Return the stretch of the permeability model documentation from "Number of points" through "e_from_k(k, **kwargs)", copied word for word.

Document text =>
BEGIN

Permeability values and void ratio values defining a one-to-one relationship.

xlog, ylog : True/False, Optional

If True then interpolation on each axis is assumed to be logarithmic with base 10. x refers to the peremability axis, y to the void ratio axis. Default xlog=ylog=False.

Methods

e_and_k_for_plotting(**kwargs)	Void ratio and permeability that plot the model
e_from_k(k, **kwargs)	Void ratio from permeability
k_from_e(e, **kwargs)	Permeability from void ratio
plot_model(**kwargs)	Plot the void ratio-permeability

e_and_k_for_plotting(**kwargs)

Void ratio and permeability that plot the model

Parameters:

npts : int, optional

Number of points to return. Default npts=100.

xmin, xmax : float, optional

Range of x (i.e. effective stress) values from which to return points. Default min and max of model ka.

Returns:

x, y : 1d ndarray

npts permeability, and void ratio values between xmin and xmax.

e_from_k(k, **kwargs)

Void ratio from permeability

Parameters:

k : float

Current permeability.

Returns:

e : float

Void ratio corresponding to current permeability.

Examples

>>> a = PwiseLinearPermeabilityModel(ka=np.array([1.0, 2.0]), ea=np.array([5, 7.0]))
>>> a.e_from_k(1.25)
5.5

Array Inputs:

>>> a.e_from_k(np.array([1.25, 1.75]))
array([ 5.5,  6.5])

Logarithmic permeability scale:

>>> a = PwiseLinearPermeabilityModel(ka=np.array([1.0, 2.0]),
... ea=np.array([5, 7.0]), xlog=True)
>>> a.e_from_k(1.25)
5.643...
>>> a.e_from_k(np.array([1.25, 1.75]))
array([ 5.643...,  6.614...])

Logarithmic void ratio scale:

>>> a = PwiseLinearPermeabilityModel(ka=np.array([1.0, 2.0]),
... ea=np.array([5, 7.0]), ylog=True)
>>> a.e_from_k(1.25)
5.4387...
>>> a.e_from_k(np.array([1.25, 1.75]))
array([ 5.4387...,  6.435...])

Logarithmic permeability and void ratio scale:

>>> a = PwiseLinearPermeabilityModel(ka=np.array([1.0, 2.0]),
... ea=np.array([5, 7.0]), xlog=True, ylog=True)
>>> a.e_from_k(1.25)
5.572...
>>> a.e_from_k(np.array([1.25, 1.75]))
array([ 5.572...,  6.560...])

Increasing vs decreasing inputs:

>>> ea = np.arange(1,10)

END

Entries =>

BEGIN

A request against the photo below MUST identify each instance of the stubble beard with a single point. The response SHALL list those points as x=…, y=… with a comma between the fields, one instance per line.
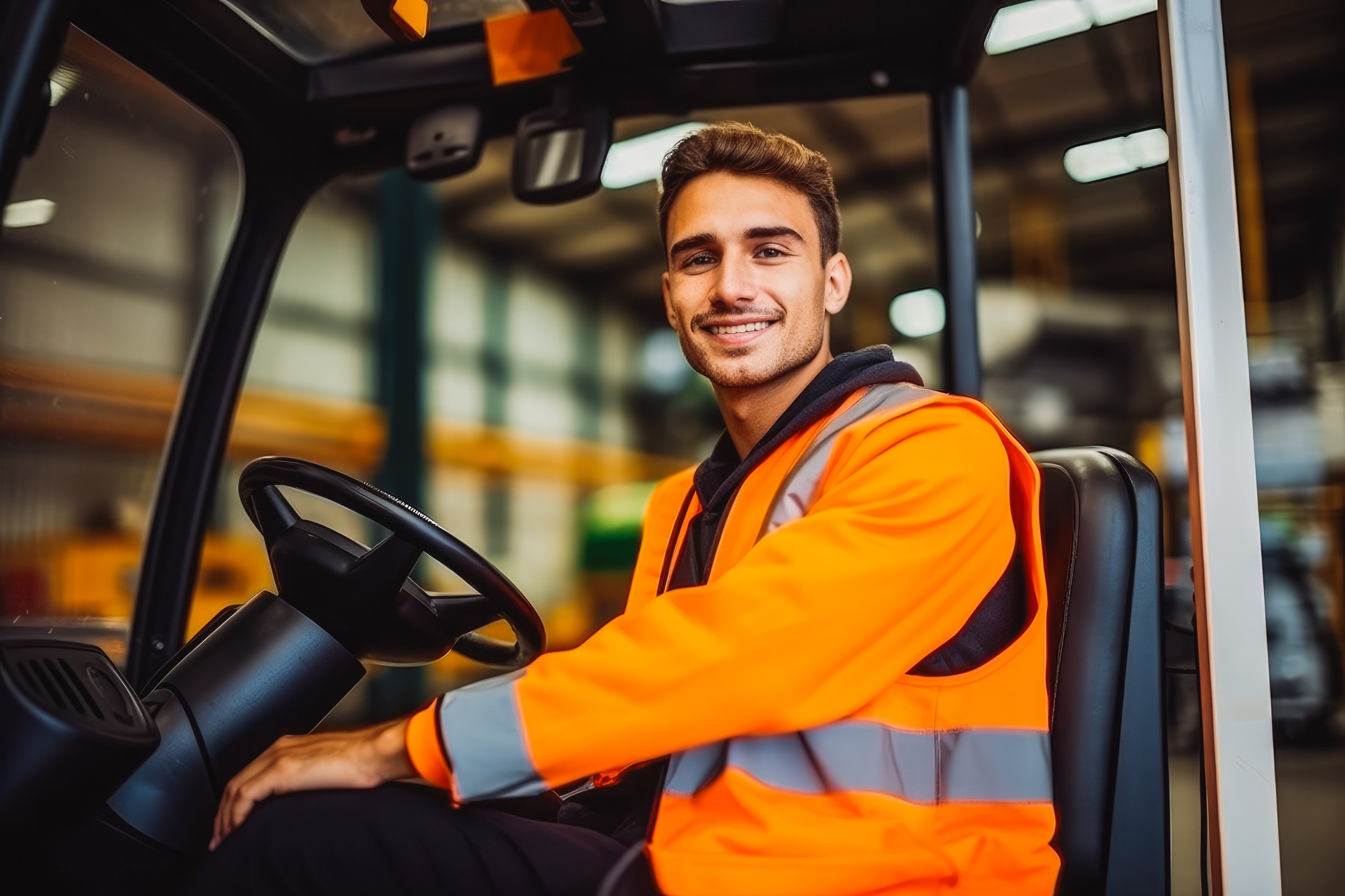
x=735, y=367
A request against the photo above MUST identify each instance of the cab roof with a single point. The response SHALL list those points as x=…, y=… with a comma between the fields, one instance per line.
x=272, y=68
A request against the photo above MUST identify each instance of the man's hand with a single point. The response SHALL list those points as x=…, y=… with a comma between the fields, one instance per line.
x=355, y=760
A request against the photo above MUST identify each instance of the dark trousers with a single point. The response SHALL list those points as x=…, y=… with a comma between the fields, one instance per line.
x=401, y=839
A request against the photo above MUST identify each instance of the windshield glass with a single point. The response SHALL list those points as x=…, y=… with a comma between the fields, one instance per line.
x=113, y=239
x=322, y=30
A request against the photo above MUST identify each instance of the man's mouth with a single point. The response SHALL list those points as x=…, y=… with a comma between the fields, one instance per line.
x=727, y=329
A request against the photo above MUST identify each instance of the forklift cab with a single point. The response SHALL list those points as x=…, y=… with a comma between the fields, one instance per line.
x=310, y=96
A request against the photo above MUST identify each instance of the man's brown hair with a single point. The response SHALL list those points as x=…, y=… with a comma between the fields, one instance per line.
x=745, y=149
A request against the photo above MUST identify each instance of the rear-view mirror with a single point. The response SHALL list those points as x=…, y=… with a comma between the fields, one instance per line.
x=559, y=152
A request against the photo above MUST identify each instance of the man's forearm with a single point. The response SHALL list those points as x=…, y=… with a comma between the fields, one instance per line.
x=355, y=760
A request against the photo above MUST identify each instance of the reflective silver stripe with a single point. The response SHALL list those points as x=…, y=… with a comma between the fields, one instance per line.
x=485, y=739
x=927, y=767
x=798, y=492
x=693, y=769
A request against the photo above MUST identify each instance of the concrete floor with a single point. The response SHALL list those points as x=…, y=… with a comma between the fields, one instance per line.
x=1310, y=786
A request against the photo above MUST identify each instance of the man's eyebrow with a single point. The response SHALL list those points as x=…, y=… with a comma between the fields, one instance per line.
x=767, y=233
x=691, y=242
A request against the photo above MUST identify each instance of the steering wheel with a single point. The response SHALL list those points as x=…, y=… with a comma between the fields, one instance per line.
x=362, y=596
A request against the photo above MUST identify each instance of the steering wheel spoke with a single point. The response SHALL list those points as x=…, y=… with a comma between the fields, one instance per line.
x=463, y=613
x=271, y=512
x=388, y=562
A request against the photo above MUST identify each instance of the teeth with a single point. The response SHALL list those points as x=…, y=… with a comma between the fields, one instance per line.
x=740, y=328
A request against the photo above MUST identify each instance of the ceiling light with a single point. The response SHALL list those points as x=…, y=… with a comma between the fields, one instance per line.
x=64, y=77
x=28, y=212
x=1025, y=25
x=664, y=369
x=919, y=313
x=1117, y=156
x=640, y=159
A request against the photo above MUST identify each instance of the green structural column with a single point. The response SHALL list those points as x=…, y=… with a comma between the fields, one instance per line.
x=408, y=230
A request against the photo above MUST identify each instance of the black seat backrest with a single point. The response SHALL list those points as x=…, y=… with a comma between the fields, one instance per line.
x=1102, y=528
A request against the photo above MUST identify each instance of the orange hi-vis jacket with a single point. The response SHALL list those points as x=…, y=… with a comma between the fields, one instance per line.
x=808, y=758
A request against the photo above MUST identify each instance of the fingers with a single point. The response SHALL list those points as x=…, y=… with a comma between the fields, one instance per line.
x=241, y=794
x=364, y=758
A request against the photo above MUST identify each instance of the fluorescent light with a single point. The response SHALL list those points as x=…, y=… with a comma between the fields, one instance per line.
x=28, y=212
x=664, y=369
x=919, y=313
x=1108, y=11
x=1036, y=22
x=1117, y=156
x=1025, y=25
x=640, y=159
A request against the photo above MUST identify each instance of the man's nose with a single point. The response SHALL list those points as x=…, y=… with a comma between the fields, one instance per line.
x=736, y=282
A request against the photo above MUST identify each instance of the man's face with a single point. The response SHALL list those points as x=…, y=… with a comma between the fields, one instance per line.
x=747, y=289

END

Reply =>
Number of points to return. Default npts=100.

xmin, xmax : float, optional

Range of x (i.e. effective stress) values from which to return points. Default min and max of model ka.

Returns:

x, y : 1d ndarray

npts permeability, and void ratio values between xmin and xmax.

e_from_k(k, **kwargs)